Tareas>
**A)** En el fragmento sobre las estrellas, ¿qué representa el círculo grande que el padre dibuja en todo el pliego central?
**B)** Enumera todos los astros que el fragmento sobre las estrellas menciona por su nombre propio.
**C)** Reescribe el tramo del fragmento sobre las estrellas que va de "Yo lo escuchaba" a "reducido e insignificante.", y pon "Canopus" en lugar de "Sirio".

Fragmento seleccionado>
-----
Yo lo escuchaba atenta, tratando de comprender esa enorme diferencia, cuando él pasó la página, y ahora dibujó, esta vez en todo el pliego central, otro círculo y al centro de este nuevamente un pequeño punto.

—Bien, ahora este círculo grande es la estrella Sirio y el punto que ves es nuestro Sol —me explicó.

Quedé confundida. Si la Tierra era ese punto respecto del Sol, y el Sol era ese otro punto en relación con Sirio, entonces yo era algo invisible en el universo, algo muy reducido e insignificante.

Mi padre me preguntó qué pensaba; le dije eso, que era insignificante. Sonrió, y me dijo que Sirio era enorme, pero no sabía de mí; sin embargo, yo, siendo muchísimo más pequeña, sí sabía de las estrellas y tenía conciencia de su existir.

Me tomó de súbito el asombro. Era tan importante lo que acababa de oír que quise saber más. Fue así que mi padre me explicó qué eran las estrellas, qué era la velocidad de la luz y lo lejos que aquellas pueden estar, al punto que tal vez ya no existan, y aún vemos su luz.

Fueron días muy especiales; solía preguntar cosas como de dónde venimos o adónde vamos. Descubrí la fotosíntesis y la importancia de la reproducción sexual para que pudiera haber existido la vida en un planeta que antes solo era habitado por bacterias.
-----
Datos para revisar>
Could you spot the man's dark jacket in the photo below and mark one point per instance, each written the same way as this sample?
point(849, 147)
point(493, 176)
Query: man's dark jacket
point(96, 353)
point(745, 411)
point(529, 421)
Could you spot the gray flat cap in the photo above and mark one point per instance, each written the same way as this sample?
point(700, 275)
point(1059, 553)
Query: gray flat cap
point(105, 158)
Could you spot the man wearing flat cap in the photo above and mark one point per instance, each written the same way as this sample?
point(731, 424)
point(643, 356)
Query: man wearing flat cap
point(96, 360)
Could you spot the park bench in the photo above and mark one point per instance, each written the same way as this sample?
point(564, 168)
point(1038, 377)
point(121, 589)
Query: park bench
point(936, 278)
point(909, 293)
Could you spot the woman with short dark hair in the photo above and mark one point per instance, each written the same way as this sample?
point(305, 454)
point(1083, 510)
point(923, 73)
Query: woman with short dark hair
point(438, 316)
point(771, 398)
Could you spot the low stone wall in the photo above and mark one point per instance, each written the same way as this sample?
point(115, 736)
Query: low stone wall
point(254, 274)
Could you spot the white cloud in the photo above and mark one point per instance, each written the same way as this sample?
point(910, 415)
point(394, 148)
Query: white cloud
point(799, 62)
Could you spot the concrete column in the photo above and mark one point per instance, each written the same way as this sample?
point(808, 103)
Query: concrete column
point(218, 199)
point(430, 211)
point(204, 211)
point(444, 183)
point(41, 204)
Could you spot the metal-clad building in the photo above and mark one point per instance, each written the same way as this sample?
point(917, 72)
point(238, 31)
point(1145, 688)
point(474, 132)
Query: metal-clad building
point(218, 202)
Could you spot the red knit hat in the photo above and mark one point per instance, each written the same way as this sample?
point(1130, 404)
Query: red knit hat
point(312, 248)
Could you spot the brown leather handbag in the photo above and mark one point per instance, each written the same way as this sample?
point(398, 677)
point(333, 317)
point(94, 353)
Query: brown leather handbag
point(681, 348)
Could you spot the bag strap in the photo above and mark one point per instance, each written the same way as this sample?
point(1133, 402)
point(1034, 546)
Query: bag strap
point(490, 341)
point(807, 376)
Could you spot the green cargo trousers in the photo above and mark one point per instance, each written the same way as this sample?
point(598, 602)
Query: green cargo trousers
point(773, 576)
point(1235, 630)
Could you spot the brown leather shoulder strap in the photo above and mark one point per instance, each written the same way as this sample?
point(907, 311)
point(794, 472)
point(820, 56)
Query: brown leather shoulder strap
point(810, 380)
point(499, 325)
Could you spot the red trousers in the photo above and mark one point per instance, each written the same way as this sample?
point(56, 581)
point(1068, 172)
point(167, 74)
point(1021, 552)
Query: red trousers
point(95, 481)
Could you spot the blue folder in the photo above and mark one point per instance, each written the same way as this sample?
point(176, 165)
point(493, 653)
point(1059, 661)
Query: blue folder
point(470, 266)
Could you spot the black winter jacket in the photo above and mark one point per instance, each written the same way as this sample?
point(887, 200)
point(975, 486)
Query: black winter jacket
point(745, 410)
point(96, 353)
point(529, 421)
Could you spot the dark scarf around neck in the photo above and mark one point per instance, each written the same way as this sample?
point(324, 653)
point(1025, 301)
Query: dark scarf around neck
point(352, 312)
-----
Respuestas>
**A)** La estrella Sirio.

**B)** La Tierra, el Sol y Sirio.

**C)**
Yo lo escuchaba atenta, tratando de comprender esa enorme diferencia, cuando él pasó la página, y ahora dibujó, esta vez en todo el pliego central, otro círculo y al centro de este nuevamente un pequeño punto.

—Bien, ahora este círculo grande es la estrella Canopus y el punto que ves es nuestro Sol —me explicó.

Quedé confundida. Si la Tierra era ese punto respecto del Sol, y el Sol era ese otro punto en relación con Canopus, entonces yo era algo invisible en el universo, algo muy reducido e insignificante.